[Task directions]
Filter the lines below, copying only those with the string "target".

[The input]
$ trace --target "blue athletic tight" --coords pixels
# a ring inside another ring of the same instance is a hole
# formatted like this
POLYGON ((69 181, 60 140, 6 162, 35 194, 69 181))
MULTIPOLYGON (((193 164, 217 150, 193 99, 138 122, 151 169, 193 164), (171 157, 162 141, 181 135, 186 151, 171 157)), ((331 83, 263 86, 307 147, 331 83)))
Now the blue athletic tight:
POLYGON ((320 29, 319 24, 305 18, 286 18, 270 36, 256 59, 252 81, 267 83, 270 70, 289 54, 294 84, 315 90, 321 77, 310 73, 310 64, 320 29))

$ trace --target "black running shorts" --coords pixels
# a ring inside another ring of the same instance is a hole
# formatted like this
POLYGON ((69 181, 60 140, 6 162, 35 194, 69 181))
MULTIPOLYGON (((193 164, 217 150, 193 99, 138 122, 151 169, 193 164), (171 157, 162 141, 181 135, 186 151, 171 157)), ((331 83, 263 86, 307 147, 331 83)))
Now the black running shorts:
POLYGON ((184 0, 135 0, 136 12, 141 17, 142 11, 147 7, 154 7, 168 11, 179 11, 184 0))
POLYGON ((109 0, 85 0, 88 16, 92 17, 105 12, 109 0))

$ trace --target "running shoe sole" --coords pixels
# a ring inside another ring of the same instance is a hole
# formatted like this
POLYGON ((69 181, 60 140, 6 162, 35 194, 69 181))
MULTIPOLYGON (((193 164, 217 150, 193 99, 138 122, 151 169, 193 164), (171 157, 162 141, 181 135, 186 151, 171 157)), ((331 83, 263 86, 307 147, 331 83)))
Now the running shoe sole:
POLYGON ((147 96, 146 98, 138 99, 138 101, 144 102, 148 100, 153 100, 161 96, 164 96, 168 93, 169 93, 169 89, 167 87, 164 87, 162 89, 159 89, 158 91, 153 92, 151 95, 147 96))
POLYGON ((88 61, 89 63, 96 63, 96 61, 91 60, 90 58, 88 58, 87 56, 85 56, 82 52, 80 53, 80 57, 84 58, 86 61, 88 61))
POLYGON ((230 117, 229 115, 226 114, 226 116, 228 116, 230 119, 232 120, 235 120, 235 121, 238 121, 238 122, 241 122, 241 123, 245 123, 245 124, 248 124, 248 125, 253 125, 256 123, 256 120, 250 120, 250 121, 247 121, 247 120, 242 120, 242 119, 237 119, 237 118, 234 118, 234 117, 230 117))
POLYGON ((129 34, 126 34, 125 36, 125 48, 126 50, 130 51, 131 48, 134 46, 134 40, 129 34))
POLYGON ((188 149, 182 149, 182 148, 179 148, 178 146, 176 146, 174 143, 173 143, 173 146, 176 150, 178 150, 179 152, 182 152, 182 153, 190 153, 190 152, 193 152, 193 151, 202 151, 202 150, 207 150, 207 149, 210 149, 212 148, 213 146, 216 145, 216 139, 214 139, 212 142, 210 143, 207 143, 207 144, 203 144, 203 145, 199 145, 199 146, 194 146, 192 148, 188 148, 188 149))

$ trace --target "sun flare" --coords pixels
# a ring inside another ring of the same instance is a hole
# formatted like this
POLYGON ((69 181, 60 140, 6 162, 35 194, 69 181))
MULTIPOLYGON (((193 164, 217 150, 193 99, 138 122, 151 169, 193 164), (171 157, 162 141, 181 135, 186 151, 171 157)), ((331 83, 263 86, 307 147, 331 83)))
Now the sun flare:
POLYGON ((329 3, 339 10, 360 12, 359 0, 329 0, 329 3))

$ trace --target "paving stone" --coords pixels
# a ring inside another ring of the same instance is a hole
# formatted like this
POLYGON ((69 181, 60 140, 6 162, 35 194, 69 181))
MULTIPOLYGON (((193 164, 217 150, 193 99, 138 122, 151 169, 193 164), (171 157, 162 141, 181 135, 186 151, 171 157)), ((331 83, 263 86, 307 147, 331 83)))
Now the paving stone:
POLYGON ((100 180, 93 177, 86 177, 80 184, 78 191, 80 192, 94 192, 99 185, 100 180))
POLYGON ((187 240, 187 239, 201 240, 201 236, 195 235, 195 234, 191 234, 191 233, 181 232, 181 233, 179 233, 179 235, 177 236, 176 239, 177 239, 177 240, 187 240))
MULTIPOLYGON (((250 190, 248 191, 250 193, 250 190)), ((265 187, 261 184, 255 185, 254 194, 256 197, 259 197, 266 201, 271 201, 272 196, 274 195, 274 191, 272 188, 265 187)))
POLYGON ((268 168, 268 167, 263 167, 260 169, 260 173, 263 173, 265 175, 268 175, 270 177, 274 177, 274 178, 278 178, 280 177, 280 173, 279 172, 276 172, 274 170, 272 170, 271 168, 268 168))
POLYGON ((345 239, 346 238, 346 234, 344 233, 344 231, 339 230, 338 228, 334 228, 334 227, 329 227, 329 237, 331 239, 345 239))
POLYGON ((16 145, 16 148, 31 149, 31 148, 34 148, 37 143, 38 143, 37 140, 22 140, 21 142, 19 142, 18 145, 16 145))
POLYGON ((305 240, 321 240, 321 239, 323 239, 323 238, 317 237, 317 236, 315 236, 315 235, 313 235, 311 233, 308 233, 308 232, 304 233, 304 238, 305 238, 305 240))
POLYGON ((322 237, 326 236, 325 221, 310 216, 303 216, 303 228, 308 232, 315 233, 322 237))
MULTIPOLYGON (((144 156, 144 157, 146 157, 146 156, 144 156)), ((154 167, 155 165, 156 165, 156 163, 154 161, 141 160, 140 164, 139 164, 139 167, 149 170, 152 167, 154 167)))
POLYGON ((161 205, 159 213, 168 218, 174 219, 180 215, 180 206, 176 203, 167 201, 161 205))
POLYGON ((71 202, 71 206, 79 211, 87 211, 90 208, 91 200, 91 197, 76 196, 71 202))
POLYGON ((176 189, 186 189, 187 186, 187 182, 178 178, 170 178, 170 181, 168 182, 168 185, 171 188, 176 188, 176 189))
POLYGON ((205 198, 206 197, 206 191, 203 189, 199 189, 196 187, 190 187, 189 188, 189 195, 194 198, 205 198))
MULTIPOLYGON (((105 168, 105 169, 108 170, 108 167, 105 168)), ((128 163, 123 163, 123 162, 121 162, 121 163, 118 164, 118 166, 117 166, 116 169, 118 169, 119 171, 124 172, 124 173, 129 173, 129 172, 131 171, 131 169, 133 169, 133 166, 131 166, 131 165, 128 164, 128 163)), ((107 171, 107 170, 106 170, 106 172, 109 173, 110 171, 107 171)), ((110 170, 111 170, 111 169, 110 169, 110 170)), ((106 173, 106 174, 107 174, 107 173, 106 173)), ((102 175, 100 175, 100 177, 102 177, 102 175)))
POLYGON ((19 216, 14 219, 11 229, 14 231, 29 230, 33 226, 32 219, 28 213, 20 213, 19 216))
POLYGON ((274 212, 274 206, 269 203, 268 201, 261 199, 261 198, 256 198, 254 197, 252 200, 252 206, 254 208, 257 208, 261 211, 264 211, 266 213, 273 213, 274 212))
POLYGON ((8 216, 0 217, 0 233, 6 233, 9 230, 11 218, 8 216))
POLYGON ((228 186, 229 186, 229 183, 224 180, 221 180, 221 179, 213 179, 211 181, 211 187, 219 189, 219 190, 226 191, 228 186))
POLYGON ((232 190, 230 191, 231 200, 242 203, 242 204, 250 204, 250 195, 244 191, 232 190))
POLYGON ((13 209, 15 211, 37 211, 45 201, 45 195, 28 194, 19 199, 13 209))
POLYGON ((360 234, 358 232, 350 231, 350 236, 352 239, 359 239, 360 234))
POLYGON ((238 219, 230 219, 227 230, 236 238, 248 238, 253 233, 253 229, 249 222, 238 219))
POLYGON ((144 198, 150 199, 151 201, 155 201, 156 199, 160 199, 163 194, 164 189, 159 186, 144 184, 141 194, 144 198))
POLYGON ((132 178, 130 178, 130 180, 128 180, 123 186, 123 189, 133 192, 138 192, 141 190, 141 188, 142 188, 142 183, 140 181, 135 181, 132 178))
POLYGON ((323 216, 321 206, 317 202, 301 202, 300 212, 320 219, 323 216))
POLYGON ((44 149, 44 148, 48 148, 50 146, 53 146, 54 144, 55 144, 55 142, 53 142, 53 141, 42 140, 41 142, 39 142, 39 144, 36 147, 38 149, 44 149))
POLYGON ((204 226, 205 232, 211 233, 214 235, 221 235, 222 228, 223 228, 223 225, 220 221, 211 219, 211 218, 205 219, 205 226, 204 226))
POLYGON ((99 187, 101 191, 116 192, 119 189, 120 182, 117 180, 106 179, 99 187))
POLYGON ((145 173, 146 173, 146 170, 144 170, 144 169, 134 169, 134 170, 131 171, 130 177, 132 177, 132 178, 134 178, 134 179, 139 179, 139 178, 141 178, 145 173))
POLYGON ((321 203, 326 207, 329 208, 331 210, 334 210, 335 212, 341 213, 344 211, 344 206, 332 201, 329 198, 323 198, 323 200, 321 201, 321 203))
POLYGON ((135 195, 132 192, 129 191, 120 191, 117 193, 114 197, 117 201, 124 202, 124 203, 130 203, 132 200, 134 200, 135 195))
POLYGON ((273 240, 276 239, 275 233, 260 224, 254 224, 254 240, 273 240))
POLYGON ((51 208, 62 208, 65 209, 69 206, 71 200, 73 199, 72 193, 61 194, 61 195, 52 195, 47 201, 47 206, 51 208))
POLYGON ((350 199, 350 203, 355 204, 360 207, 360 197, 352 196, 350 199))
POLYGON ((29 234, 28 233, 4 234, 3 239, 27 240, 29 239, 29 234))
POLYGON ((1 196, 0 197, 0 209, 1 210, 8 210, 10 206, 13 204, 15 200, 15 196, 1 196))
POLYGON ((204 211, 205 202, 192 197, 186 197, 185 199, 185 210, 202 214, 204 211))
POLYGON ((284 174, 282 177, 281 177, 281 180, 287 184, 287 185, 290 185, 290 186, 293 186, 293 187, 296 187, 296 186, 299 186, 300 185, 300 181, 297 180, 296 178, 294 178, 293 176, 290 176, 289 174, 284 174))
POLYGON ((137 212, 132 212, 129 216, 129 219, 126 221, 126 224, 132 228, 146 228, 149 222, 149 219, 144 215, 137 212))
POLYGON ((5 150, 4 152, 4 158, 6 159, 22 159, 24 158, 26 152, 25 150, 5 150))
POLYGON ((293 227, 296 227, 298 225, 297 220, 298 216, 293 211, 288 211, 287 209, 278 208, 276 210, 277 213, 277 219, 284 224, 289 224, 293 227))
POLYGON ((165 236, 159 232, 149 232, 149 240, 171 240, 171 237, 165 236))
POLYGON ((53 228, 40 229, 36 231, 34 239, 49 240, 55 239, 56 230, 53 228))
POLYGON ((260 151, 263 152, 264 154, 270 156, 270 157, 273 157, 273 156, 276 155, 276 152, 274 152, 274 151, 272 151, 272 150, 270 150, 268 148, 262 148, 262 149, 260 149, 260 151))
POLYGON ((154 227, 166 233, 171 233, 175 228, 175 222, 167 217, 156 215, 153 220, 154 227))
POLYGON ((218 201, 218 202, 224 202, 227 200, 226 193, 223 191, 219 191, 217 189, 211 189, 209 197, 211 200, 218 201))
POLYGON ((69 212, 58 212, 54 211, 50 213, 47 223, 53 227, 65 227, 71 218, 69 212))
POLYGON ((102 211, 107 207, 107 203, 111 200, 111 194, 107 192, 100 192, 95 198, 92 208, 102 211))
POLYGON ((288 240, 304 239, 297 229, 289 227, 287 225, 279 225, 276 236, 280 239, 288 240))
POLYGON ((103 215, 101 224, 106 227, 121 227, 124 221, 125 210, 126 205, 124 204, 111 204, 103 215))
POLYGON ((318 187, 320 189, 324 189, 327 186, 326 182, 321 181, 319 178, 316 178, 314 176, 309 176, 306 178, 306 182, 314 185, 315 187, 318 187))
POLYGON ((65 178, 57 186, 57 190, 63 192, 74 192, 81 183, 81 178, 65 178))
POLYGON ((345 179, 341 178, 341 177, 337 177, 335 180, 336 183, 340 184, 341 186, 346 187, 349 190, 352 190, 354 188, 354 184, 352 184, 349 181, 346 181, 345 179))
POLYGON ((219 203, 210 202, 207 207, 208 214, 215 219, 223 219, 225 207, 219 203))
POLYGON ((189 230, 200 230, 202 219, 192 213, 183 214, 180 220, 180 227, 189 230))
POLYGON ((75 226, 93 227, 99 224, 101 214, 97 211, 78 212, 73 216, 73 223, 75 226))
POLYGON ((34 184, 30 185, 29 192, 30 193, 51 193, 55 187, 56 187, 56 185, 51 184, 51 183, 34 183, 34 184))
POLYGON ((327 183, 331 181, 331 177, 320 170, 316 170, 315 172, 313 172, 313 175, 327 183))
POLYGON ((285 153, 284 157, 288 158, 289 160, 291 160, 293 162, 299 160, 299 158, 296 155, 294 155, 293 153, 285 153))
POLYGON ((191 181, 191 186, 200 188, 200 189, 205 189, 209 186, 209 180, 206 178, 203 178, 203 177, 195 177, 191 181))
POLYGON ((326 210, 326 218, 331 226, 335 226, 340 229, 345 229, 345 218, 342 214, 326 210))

[Exercise output]
$ trace --target "blue athletic tight" --coords pixels
$ trace --target "black running shorts" --coords pixels
$ trace --target "running shoe sole" --coords pixels
$ trace --target "sun flare" --coords pixels
$ trace --target "paving stone" --coords pixels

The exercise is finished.